Passage:

Particle size is a major determinant in the level of mucosal and epithelial tissue uptake of nanostructures, as well as the intracellular interchange of particles.³³ SEM analysis revealed CNP and DMCNP to be spherical structures (Figure 3A and B) with sizes of ~50–75 nm for CNP in comparison to ~167–250 nm for DMCNP, thus indicating an increase in size due to the encapsulation process. TEM was also employed in performing morphological analysis and size determination of the CNP and DMCNP formulations. TEM images revealed uniformity in particle size and a homogenous morphology (Figure 3C and D), corroborating the SEM acquired images (Figure 3A and B).

Figure 3 Size and morphological assessments of nanoparticles by SEM and TEM. SEM analyses of CNP (A), DMCNP (B), and TEM analysis of CNP (C) and DMCNP (D).

Note: A drop of the nanoparticles was deposited on a copper grid for TEM, or a glass slide mounted on a stub for SEM.

Extracted material:
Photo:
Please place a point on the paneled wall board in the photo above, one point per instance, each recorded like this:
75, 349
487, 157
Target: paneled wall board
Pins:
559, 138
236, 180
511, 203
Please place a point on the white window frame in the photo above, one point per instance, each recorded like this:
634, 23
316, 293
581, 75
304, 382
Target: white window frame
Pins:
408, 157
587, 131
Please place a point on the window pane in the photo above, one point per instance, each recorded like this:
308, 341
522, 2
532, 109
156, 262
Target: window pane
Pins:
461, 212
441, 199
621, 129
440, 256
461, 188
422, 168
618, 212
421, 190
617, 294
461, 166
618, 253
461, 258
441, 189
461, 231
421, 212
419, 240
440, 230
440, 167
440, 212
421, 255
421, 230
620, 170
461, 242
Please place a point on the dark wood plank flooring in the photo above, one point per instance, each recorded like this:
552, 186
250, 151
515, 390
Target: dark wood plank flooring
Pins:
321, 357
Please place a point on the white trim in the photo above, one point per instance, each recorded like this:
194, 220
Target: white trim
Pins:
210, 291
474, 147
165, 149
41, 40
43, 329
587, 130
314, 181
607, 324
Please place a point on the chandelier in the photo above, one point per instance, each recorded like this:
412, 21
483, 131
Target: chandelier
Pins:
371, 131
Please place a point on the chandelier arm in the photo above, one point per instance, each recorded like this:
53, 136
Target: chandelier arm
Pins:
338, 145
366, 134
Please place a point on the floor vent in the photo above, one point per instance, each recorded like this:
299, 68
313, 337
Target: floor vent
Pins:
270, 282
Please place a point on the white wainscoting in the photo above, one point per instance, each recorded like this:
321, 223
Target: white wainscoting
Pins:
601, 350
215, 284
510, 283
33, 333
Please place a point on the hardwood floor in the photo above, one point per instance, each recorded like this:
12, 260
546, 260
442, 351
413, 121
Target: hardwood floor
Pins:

Exercises to complete:
(a) List each lettered panel of Figure 3 in the nanoparticle passage, with the technique and formulation it shows.
(b) In the nanoparticle passage, what size range did SEM show for DMCNP?
(c) Condense the paragraph of the nanoparticle passage that begins "Particle size is a major determinant" into a shorter paragraph that keeps its main facts.
The tasks can be done without the entries.

Answers in order:
(a)
A: SEM analysis of CNP
B: SEM analysis of DMCNP
C: TEM analysis of CNP
D: TEM analysis of DMCNP

(b) About 167–250 nm.

(c) Particle size strongly affects how much mucosal and epithelial tissue take up nanostructures and how particles are exchanged inside cells. SEM showed CNP and DMCNP to be spherical, with CNP at about 50–75 nm and DMCNP at about 167–250 nm, indicating that encapsulation increased size. TEM images showed uniform particle size and homogeneous morphology, corroborating the SEM results.